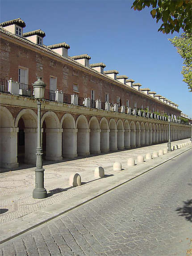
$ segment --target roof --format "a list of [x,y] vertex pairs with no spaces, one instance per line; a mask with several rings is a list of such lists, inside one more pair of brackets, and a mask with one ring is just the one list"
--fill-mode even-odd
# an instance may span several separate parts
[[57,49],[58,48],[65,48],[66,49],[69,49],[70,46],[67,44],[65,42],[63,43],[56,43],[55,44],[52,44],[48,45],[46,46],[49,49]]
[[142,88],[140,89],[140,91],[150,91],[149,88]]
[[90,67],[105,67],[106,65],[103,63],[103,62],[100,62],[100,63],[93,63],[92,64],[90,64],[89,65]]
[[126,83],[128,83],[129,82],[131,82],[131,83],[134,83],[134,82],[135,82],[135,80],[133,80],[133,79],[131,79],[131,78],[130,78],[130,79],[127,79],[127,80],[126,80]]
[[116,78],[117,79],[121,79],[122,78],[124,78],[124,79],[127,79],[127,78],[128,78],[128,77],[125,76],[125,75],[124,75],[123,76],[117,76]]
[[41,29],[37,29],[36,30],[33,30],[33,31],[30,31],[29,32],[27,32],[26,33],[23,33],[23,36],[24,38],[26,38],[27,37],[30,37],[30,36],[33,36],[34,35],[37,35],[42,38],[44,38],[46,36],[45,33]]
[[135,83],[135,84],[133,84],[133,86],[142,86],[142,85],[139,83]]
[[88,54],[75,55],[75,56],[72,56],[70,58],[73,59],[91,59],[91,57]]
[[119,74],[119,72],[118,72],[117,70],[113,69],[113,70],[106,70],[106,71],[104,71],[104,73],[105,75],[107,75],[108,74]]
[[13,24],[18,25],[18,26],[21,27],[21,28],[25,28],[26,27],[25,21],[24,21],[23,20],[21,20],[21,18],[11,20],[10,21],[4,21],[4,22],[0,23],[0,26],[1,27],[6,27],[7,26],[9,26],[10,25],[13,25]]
# # #
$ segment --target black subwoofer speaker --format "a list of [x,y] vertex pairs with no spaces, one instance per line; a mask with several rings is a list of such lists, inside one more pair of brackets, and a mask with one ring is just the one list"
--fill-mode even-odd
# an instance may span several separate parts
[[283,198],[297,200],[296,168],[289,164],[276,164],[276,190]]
# # #
Problem statement: Copy out the lines of the listing from the line containing "segment --target black" through the line containing "[[283,198],[297,200],[296,168],[289,164],[276,164],[276,190]]", keeping them unchanged.

Solution to this task:
$ segment --target black subwoofer speaker --format "a list of [x,y] vertex pairs with no spaces, one instance per line; a mask with several rings is a list of such lists, inside one more pair of brackets, and a mask with one ring is just the one list"
--fill-mode even-odd
# an instance may span several separate parts
[[283,198],[297,200],[296,168],[289,164],[276,164],[276,190]]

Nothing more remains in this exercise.